Items listed in a dataset:
○ ○ ○

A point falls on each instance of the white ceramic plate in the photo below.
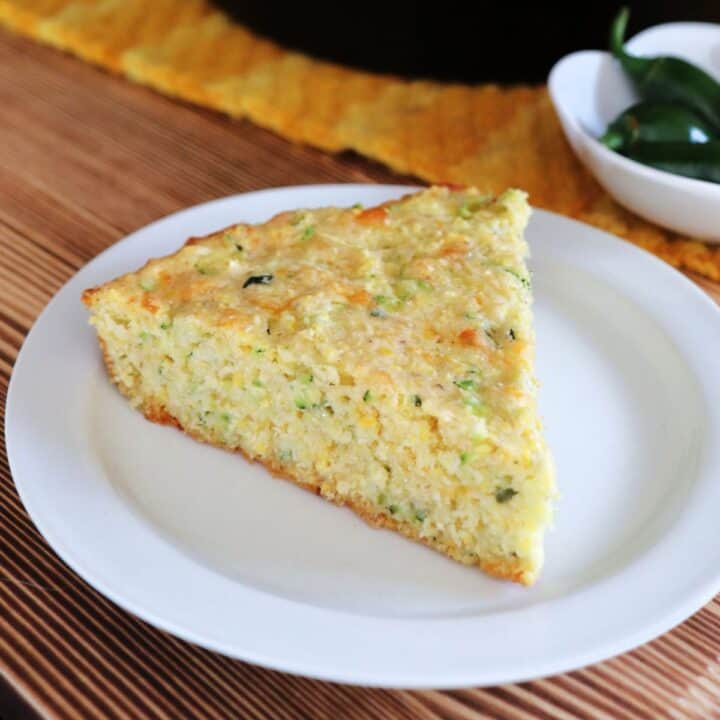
(215, 550)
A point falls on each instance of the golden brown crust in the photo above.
(501, 568)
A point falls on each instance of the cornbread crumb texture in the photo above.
(382, 356)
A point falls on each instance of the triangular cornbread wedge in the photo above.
(381, 357)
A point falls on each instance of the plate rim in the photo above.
(678, 612)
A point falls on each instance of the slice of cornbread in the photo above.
(380, 357)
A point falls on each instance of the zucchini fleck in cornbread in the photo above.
(381, 357)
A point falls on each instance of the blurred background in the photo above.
(505, 42)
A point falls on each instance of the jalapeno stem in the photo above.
(632, 64)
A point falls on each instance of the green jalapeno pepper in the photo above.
(666, 78)
(700, 161)
(656, 122)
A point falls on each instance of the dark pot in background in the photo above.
(471, 42)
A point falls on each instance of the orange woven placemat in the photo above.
(484, 135)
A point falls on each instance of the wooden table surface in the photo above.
(86, 158)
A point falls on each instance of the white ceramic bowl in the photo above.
(589, 89)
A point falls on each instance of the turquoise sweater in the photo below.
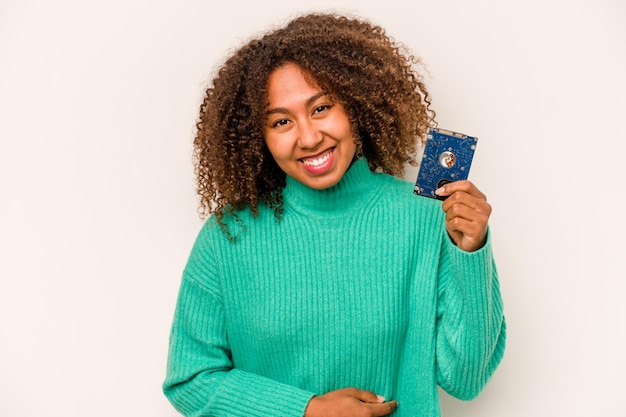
(357, 286)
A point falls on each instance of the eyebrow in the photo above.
(310, 101)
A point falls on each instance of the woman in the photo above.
(320, 285)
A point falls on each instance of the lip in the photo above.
(321, 166)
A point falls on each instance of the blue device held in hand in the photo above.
(447, 157)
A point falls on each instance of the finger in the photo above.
(463, 185)
(383, 409)
(460, 200)
(365, 396)
(471, 211)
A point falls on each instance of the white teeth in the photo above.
(317, 161)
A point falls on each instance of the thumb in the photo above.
(368, 396)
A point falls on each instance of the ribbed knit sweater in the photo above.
(358, 286)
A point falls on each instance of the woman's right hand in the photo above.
(349, 402)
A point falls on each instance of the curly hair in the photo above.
(354, 60)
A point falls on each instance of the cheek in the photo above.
(274, 146)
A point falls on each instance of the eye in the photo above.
(280, 122)
(321, 108)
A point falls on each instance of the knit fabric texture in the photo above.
(358, 285)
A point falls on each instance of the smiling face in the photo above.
(307, 132)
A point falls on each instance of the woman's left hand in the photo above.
(467, 214)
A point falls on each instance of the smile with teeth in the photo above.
(317, 160)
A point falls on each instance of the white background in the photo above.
(97, 109)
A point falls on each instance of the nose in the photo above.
(309, 136)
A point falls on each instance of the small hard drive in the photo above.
(447, 157)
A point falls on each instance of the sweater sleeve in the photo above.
(471, 330)
(201, 379)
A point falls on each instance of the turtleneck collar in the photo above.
(351, 192)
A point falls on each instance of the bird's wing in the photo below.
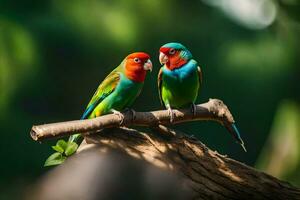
(159, 83)
(105, 88)
(200, 74)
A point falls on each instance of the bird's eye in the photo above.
(172, 51)
(137, 60)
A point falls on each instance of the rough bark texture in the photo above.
(214, 110)
(209, 174)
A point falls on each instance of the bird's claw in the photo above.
(133, 112)
(193, 109)
(171, 114)
(120, 115)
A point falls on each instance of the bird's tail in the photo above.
(233, 130)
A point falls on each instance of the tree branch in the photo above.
(214, 110)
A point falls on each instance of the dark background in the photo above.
(53, 55)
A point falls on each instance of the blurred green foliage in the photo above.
(53, 55)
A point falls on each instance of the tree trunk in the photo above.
(208, 174)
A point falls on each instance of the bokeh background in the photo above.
(53, 55)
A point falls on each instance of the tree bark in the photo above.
(209, 174)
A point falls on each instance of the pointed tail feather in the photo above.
(233, 130)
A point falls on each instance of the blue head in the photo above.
(174, 55)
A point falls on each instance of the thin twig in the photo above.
(214, 110)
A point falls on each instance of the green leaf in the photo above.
(58, 149)
(71, 148)
(55, 159)
(63, 144)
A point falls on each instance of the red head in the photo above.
(174, 55)
(136, 66)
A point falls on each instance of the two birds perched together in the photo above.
(179, 81)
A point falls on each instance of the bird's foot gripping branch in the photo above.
(213, 110)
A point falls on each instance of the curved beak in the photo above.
(163, 58)
(148, 65)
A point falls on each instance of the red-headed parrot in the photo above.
(180, 79)
(117, 92)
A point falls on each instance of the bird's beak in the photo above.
(163, 58)
(148, 65)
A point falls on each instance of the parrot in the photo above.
(179, 81)
(116, 93)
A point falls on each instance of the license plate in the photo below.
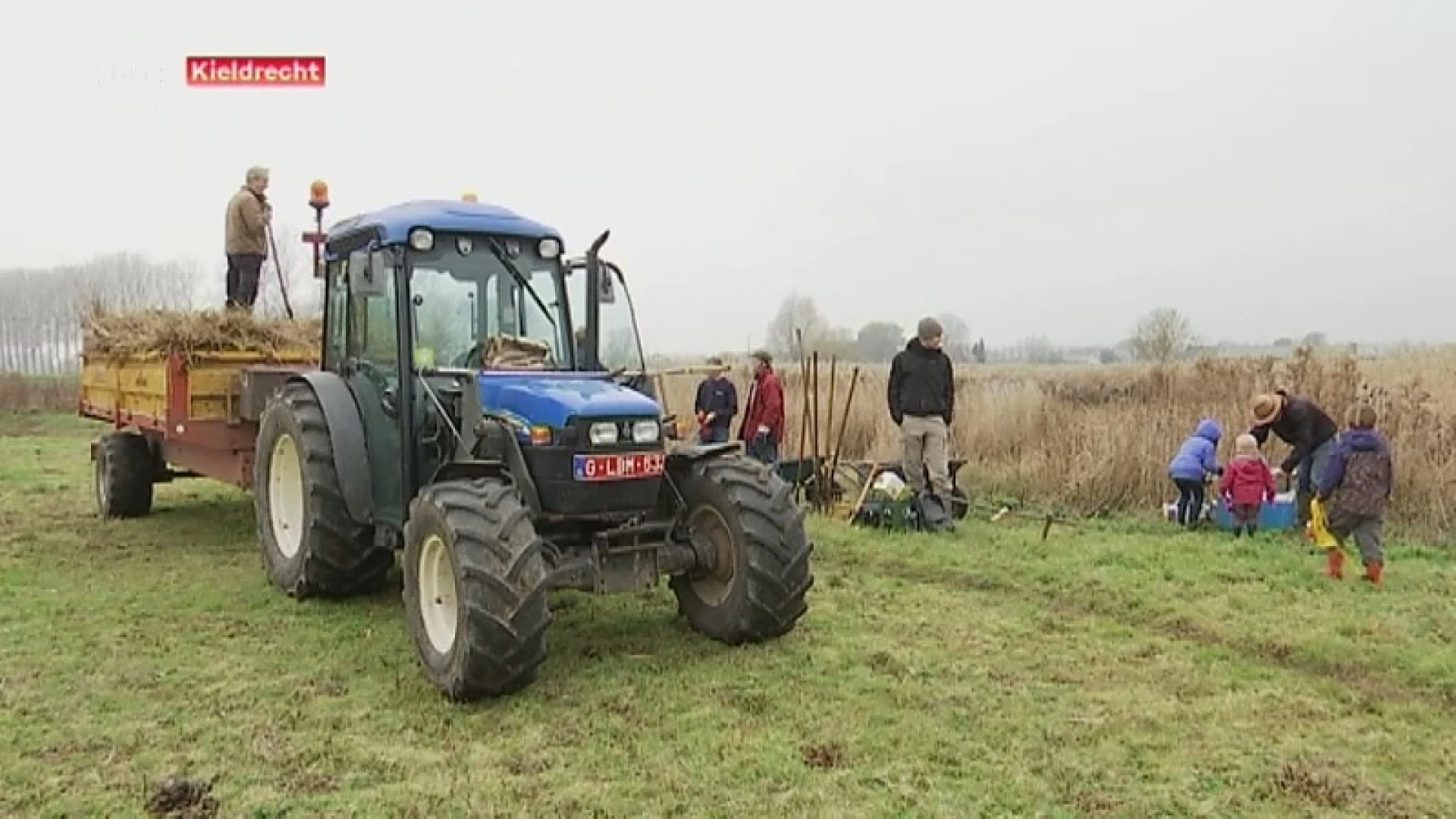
(618, 466)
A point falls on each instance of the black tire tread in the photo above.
(127, 468)
(777, 553)
(340, 557)
(504, 586)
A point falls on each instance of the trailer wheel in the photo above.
(756, 588)
(475, 589)
(309, 542)
(123, 475)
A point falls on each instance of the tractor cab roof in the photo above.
(392, 224)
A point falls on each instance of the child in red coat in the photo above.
(1247, 485)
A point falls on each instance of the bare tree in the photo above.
(1037, 350)
(878, 341)
(957, 337)
(1163, 335)
(797, 315)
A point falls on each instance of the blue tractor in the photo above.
(462, 419)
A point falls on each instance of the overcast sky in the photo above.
(1038, 168)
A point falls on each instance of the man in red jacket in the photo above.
(762, 428)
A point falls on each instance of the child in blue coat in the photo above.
(1197, 458)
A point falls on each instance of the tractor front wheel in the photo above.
(310, 544)
(123, 475)
(475, 589)
(755, 591)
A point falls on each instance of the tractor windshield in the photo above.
(463, 297)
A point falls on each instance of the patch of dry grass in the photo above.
(149, 667)
(140, 333)
(1098, 439)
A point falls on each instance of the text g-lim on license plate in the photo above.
(618, 466)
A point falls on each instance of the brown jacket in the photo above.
(245, 224)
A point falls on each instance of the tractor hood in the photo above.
(551, 398)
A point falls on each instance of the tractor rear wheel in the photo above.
(310, 545)
(475, 589)
(761, 575)
(123, 475)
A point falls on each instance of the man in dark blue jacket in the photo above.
(922, 404)
(715, 406)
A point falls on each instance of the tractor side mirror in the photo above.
(606, 287)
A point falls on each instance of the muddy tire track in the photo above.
(1369, 682)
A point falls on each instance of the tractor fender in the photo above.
(471, 469)
(347, 441)
(511, 460)
(685, 457)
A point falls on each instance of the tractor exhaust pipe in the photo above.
(592, 347)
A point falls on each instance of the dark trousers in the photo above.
(243, 271)
(1247, 518)
(1190, 502)
(712, 435)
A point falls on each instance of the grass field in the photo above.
(1107, 670)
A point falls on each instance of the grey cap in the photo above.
(928, 328)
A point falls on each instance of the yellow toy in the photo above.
(1324, 538)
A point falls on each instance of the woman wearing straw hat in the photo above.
(1304, 426)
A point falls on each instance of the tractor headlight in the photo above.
(603, 435)
(647, 431)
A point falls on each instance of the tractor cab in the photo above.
(460, 419)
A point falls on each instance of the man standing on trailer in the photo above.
(922, 403)
(762, 428)
(246, 240)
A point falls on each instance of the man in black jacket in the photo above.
(1308, 428)
(922, 403)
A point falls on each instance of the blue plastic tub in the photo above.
(1279, 515)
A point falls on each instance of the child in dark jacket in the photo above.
(1356, 491)
(1197, 458)
(1247, 485)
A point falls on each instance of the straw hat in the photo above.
(1266, 409)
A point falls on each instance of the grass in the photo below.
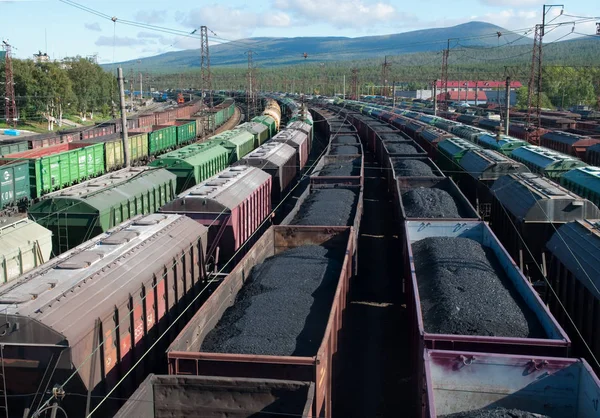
(28, 126)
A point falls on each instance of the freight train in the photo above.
(77, 213)
(104, 336)
(541, 225)
(51, 162)
(583, 179)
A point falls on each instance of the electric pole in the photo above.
(507, 104)
(434, 97)
(10, 105)
(384, 75)
(354, 84)
(206, 78)
(250, 89)
(535, 76)
(123, 117)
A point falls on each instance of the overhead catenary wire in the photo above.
(201, 292)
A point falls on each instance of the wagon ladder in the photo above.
(3, 394)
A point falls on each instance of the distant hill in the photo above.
(422, 43)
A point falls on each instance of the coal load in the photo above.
(327, 207)
(344, 139)
(413, 168)
(400, 148)
(344, 150)
(343, 168)
(283, 308)
(495, 413)
(429, 203)
(464, 291)
(392, 137)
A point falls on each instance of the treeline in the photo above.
(562, 86)
(74, 87)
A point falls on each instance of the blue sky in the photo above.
(71, 31)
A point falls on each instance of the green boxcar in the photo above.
(186, 132)
(197, 122)
(583, 181)
(451, 150)
(162, 139)
(260, 132)
(269, 122)
(13, 147)
(55, 167)
(238, 142)
(81, 212)
(194, 163)
(15, 186)
(113, 149)
(502, 143)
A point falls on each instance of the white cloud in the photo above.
(512, 3)
(151, 16)
(149, 35)
(120, 41)
(232, 22)
(93, 26)
(353, 13)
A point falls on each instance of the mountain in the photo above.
(479, 42)
(285, 51)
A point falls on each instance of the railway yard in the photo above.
(330, 258)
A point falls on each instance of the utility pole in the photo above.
(206, 78)
(354, 84)
(434, 97)
(535, 76)
(507, 105)
(10, 105)
(123, 117)
(250, 96)
(384, 74)
(323, 78)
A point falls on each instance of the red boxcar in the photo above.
(233, 204)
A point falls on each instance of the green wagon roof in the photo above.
(101, 194)
(193, 155)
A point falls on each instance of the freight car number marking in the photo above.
(139, 331)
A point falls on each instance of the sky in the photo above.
(64, 30)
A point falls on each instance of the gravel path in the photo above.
(412, 168)
(464, 291)
(495, 413)
(341, 168)
(283, 308)
(429, 203)
(327, 207)
(401, 148)
(345, 150)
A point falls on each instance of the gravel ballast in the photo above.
(392, 137)
(341, 168)
(345, 150)
(400, 148)
(429, 203)
(495, 413)
(344, 139)
(413, 168)
(464, 291)
(283, 308)
(327, 207)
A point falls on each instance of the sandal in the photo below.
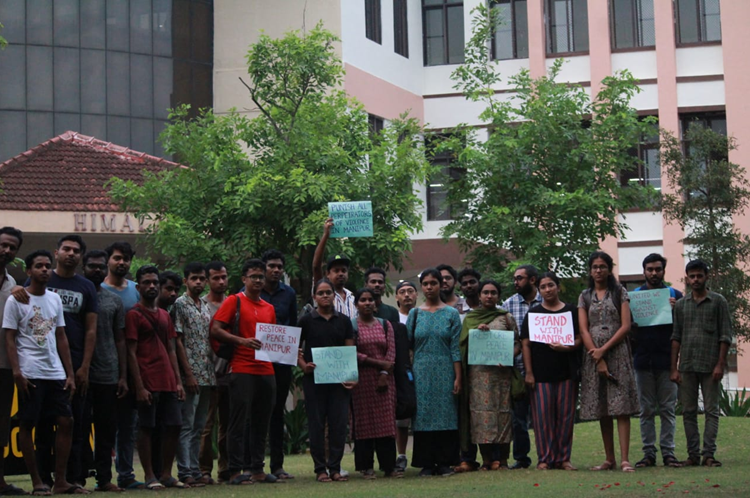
(607, 465)
(647, 461)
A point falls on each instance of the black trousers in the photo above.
(365, 449)
(283, 374)
(251, 399)
(326, 403)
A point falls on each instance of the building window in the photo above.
(373, 24)
(632, 23)
(400, 28)
(443, 22)
(511, 38)
(698, 21)
(567, 26)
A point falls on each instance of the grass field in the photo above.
(733, 479)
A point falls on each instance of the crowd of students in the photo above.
(149, 368)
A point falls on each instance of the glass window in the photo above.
(140, 26)
(67, 80)
(93, 23)
(118, 84)
(94, 84)
(39, 78)
(13, 17)
(13, 69)
(66, 23)
(39, 22)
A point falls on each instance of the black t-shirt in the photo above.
(547, 364)
(317, 332)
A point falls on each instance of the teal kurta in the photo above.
(435, 340)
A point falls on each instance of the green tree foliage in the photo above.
(254, 184)
(708, 192)
(544, 186)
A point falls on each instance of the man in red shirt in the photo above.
(252, 385)
(153, 367)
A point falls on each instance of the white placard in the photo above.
(280, 343)
(551, 328)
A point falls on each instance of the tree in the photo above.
(254, 184)
(547, 176)
(708, 193)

○ ○ ○

WHAT THE TASK REQUIRES> Copy the part of the data that opens with the line containing "A point falls on each instance of the teal" and runs through the end of the data, keeping every line in it. Increase each point coordinate in that part by 75.

THE REPLY>
A point falls on each instance of the teal kurta in the photo above.
(510, 415)
A point falls on each instance of the green tree foliage in the photo above.
(329, 259)
(783, 267)
(619, 261)
A point falls on each instance of the man in red shirt in the photo above.
(327, 460)
(228, 442)
A point falls on each instance of the white placard in the photo above.
(355, 418)
(626, 403)
A point falls on each instance of the tree in the photo above.
(329, 259)
(622, 251)
(783, 268)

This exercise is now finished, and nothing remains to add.